| Challenge |
Set down every record once more, exactly as given.

(Point annotation dataset records)
★ ★ ★
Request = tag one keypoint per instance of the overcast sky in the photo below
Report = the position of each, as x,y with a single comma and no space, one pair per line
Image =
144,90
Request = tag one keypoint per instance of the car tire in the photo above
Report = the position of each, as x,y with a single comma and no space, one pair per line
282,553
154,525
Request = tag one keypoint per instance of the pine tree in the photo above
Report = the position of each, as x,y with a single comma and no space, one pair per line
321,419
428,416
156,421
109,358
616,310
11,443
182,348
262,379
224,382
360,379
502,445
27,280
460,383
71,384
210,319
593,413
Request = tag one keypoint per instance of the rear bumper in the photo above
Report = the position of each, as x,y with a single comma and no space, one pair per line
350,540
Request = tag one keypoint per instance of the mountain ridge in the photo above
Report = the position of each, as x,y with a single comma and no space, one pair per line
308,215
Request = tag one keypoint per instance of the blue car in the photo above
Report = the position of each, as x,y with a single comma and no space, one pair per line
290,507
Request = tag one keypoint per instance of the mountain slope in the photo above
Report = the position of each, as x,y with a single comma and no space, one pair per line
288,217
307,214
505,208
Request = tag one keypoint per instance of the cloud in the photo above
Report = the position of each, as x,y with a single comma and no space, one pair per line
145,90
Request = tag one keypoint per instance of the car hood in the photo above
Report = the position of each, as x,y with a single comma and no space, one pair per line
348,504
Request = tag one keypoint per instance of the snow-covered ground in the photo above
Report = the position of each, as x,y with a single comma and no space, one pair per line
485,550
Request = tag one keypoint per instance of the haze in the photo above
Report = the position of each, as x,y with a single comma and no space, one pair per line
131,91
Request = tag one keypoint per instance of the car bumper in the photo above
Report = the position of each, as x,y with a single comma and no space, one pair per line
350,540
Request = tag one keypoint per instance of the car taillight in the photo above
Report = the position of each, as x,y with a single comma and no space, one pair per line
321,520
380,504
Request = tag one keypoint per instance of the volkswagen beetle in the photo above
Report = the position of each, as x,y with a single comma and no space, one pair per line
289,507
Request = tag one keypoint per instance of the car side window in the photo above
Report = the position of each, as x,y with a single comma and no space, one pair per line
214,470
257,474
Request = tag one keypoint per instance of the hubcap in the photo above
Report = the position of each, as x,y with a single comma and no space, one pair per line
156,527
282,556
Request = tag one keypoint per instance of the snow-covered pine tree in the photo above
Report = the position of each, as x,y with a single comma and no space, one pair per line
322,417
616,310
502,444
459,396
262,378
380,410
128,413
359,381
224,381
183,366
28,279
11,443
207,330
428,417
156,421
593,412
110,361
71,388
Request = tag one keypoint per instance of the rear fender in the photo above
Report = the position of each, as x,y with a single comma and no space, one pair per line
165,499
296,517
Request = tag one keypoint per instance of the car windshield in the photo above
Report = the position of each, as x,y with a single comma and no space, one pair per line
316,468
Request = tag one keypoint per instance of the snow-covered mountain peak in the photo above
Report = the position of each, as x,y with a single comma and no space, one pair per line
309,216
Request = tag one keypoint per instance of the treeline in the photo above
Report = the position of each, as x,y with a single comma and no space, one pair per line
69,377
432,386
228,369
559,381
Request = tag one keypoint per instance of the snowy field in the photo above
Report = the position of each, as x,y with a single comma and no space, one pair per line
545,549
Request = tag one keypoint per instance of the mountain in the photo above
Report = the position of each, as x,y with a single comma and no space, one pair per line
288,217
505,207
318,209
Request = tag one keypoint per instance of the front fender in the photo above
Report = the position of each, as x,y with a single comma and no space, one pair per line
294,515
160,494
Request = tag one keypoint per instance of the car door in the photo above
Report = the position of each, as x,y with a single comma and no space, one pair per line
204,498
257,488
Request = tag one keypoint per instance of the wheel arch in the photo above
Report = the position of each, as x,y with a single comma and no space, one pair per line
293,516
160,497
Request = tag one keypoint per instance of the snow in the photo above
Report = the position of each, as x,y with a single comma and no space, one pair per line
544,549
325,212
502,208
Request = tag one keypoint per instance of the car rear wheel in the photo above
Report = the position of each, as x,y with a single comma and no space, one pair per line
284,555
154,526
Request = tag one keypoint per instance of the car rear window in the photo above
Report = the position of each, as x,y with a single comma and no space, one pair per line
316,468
★ ★ ★
| Reply |
Request = tag one keypoint per instance of the overcast sky in the photo below
Report = the position of each, as x,y with a single comma and no space, one pair per line
Image =
144,90
Request = tag one keypoint per instance of the car tire in the photo above
Report = the position of each, as x,y with a single comma and no space, one pair per line
282,553
154,525
Request = tag one keypoint per instance of the pine tree in the photo above
Report = the position of each, as x,y with a single comma and no space, one pair per line
321,419
428,416
156,421
109,358
616,310
11,443
182,348
262,379
224,382
360,379
502,445
27,280
460,383
71,384
210,319
593,413
Request = tag one keypoint per instance of the rear bumper in the photo above
Report = the position of each, as x,y with a single comma and no space, one pair per line
350,540
Request = tag one keypoint per instance of the mountain ridge in the photo above
Report = the position of each, as x,y with a single comma and no space, one pair per line
308,215
Request = tag one keypoint per instance of the blue car in the photo above
Report = the position of each, as x,y with a single comma and no space, one pair per line
290,507
Request = tag one keypoint per instance of the mountain slope in the photo above
Report = the position of each, as x,y with a single comma and no space, one pair per line
288,217
307,214
505,208
Request = tag one keypoint per instance of the cloud in the photo above
Report = the position of each, as x,y with a single comma and no space, one pair per line
145,90
Request = tag one keypoint per instance of the car hood in the photo above
Report = the position of each, as x,y with a single comma and no space, one pair per line
348,504
Request = tag one keypoint per instance of the snow-covered ground in the photo above
Report = the position of each, as x,y with a single comma and no space, one pair per line
485,550
Request = tag one keypoint per instance of the haze in the photo above
Report = the position of each, as x,y with a single comma and no space, one pair per line
131,91
Request = tag one keypoint per instance of the car bumper in the photo above
Report = the position of each, as x,y with a single comma and no space, one pair per line
350,540
Request = tag one keypoint per instance of the car taillight in the photo above
Report = the position of each, as x,y with a single comma and no space, one pair per line
321,520
380,504
Request = tag one keypoint per instance of the volkswagen beetle in the photo above
Report = the position of each, as x,y with a single comma and no space, one pair per line
289,507
Request = tag one keypoint per instance of the car side window in the photo above
Report = the position of each, as x,y with a single comma and no space, one pair per line
214,470
257,474
Request = tag one keypoint per instance of the hubcap in the photo above
Report = the position of each, as x,y with a single comma and no space, one pair per line
156,527
282,556
Request = tag one keypoint per instance of the snow-covered pine tree in the photo above
Report = the position of each, as x,y with a single comma and no space, one pair per line
322,417
616,310
502,444
459,396
262,378
380,410
128,413
359,381
224,381
183,366
28,279
11,443
207,330
428,417
156,421
593,412
110,361
71,388
Request = tag one keypoint per instance of the rear fender in the photo above
Report = the position of each, as x,y with a single comma and no space, one pair per line
165,499
296,517
Request = tag one keypoint per instance of the car windshield in the photo above
Report = the position of each, as x,y with a single comma and no space, one pair per line
316,468
Request = tag one keypoint per instance of the snow-covered mountain peak in the photo above
Report = the position of each, as x,y with a single comma and no space, one pair per line
309,216
Request = tag one keypoint per instance of the treeline in the photo above
Report = the position of each, as x,y with a single comma and no space, one pair per line
69,377
432,386
228,369
559,381
Request = tag one keypoint per instance of the snowy field in the photo above
Report = the position of each, as x,y with a single comma and no space, one pair per line
545,549
Request = tag one keypoint per instance of the mountain in the photo above
Report = the position of each, as x,y with a single comma and no space, one pair per line
288,217
505,207
318,209
Request = tag one keypoint per instance of the front fender in the photo above
Report = the position of each, as x,y with a single comma and no space, one pair per line
294,515
160,494
Request = tag one keypoint per instance of the car door in the photo above
Report = the position of each, as x,y with a single comma and no space, one pair per line
204,498
257,488
Request = tag one keypoint per instance of the wheel arch in the photo above
Report = the position of each, as x,y with a single comma and no space, one pair per line
293,516
160,497
Request = tag one keypoint per instance of the snow in the photo above
Report = the position of each, as x,y with a single comma and no space, one pair per line
544,549
325,212
502,208
Request = tag one keypoint per instance of the car rear wheel in the photo above
Report = the position of each, as x,y with a single comma and no space, one pair per line
284,555
154,526
Request = tag one keypoint per instance of the car rear window in the photo above
Report = the position of each, as x,y with a single comma and no space, one pair per line
316,468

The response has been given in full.